→ **GIVEN TEXT**:
──────────

Is the Job Market Sexist?

Or do wages reflect the choices we make? by Corey Lacono:

Is it an embarrassment that women are paid so much less than men? That’s what the president says. Over and over.

“Today, the average full-time working woman earns just 77 cents for every dollar a man earns,” President Obama reported in a speech back in April. “In 2014, that’s an embarrassment. It is wrong.”

But what’s wrong is the claim itself — or at least what Obama and his fellow Democrats regularly imply that the numbers mean. What we are supposed to be embarrassed about is the way the market discriminates against half the population. Isn’t it unfair that women make so much less than men do, and for the same work?

Behind the differences in pay are a number of straightforward reasons that we should understand before attributing the problem to sexist employers.

While the 77-cent figure is technically true, the statistic does not account for occupations held, hours worked, length of tenure, or marital status, which are all factors that influence the wage an individual earns. Indeed, given the differences in the occupational choices of men and women, there is good reason to expect men to earn more on average. According to the Federal Reserve Bank of St. Louis,

Men are more likely to be lawyers, doctors and business executives, while women are more likely to be teachers, nurses and office clerks. This gender occupational segregation might be a primary factor behind the [gender] wage gap.

Other choices also affect the numbers. “Indeed,” writes Glenn Kessler in his Fact Checker blog for the Washington Post, data from the Labor Department’s Bureau of Labor Statistics “show that women who do not get married have virtually no wage gap; they earn 96 cents for every dollar a man makes.”

Using data from a sample size of over 74,000 men and over 72,000 women in dozens of industries and in nearly two dozen occupations, and after accounting for many of the aforementioned wage determinants, a study by CONSAD Research Corporation found that the gender wage gap narrowed to 5–7 percent. However, even this remaining wage gap is not in itself evidence of systematic discrimination. The authors only examined wages and not overall worker compensation  — a combination of wages and benefits — and they make an important note: “Research indicates that women may value non-wage benefits more than men do, and as a result prefer to take a greater portion of their compensation in the form of health insurance and other fringe benefits.”

──────────

→ **RECORD LIST**:
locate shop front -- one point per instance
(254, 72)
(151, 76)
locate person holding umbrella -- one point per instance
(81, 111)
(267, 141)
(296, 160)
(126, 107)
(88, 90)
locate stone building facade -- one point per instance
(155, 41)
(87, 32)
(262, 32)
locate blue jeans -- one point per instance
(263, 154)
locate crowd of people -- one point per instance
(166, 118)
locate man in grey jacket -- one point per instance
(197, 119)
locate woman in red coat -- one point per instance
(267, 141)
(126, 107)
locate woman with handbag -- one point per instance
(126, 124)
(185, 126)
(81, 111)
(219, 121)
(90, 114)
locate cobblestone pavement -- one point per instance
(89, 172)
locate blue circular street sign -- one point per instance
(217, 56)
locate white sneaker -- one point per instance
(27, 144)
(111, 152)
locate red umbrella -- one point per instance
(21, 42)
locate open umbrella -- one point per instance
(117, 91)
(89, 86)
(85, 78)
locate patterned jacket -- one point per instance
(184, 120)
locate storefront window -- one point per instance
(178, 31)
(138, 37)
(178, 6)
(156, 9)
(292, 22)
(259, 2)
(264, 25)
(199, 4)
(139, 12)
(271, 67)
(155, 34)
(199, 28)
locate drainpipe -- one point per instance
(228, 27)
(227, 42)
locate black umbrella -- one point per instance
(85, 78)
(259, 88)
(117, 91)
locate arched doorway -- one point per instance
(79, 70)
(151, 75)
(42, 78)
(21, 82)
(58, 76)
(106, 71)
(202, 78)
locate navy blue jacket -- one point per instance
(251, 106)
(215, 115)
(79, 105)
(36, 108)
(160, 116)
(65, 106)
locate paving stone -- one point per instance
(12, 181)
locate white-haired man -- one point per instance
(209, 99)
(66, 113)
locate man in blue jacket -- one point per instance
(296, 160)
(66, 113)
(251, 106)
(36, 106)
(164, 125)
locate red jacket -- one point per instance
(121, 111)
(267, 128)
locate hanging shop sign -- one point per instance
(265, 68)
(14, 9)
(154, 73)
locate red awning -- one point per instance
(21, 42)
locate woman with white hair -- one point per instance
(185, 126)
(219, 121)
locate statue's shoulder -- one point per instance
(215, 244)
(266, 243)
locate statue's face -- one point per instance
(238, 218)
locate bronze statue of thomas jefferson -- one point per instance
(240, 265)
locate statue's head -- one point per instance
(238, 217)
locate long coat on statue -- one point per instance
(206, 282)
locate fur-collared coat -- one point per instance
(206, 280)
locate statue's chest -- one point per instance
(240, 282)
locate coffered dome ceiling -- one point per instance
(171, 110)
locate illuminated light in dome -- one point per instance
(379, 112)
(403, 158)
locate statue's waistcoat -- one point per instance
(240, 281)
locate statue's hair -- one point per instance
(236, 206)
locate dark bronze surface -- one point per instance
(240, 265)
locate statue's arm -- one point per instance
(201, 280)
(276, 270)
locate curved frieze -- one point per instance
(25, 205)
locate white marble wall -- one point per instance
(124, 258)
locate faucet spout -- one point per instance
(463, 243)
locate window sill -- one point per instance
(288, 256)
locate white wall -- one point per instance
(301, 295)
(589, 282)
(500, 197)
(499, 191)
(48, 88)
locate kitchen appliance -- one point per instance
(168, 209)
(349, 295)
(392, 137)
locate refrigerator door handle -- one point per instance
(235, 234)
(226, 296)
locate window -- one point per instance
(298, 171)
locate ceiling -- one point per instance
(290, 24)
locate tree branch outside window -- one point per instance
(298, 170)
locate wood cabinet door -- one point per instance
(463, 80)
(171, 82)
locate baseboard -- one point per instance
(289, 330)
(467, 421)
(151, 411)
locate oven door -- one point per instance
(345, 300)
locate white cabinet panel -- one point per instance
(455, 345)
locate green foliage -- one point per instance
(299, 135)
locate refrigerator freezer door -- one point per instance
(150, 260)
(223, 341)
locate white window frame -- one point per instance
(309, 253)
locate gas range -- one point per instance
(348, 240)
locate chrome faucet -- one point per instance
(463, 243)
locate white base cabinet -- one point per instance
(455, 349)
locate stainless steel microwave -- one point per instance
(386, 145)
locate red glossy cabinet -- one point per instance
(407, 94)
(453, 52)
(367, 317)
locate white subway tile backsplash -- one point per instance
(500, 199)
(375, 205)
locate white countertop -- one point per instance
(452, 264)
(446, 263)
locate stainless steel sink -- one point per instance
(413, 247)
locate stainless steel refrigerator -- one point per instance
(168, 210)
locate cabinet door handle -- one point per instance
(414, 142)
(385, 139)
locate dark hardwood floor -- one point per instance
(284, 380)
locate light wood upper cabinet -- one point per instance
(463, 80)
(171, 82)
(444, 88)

──────────

→ **WRITTEN TASKS**:
- a) Answer these questions about the article on the gender wage gap:
(i) In his April speech, what did President Obama say the average full-time working woman earns for every dollar a man earns?
(ii) According to the Bureau of Labor Statistics data quoted by Glenn Kessler, how much do women who do not get married earn for every dollar a man makes?
(iii) After accounting for other wage determinants, to what range did the CONSAD Research Corporation study find the gender wage gap narrowed?
- b) From the article on the gender wage gap, quote the passage starting at "Is it an embarrassment" and ending at "to sexist employers.".

→ **SOLUTIONS PER TASK**:
- a)
(i) 77 cents
(ii) 96 cents
(iii) 5–7 percent

- b)
Is it an embarrassment that women are paid so much less than men? That’s what the president says. Over and over.

“Today, the average full-time working woman earns just 77 cents for every dollar a man earns,” President Obama reported in a speech back in April. “In 2014, that’s an embarrassment. It is wrong.”

But what’s wrong is the claim itself — or at least what Obama and his fellow Democrats regularly imply that the numbers mean. What we are supposed to be embarrassed about is the way the market discriminates against half the population. Isn’t it unfair that women make so much less than men do, and for the same work?

Behind the differences in pay are a number of straightforward reasons that we should understand before attributing the problem to sexist employers.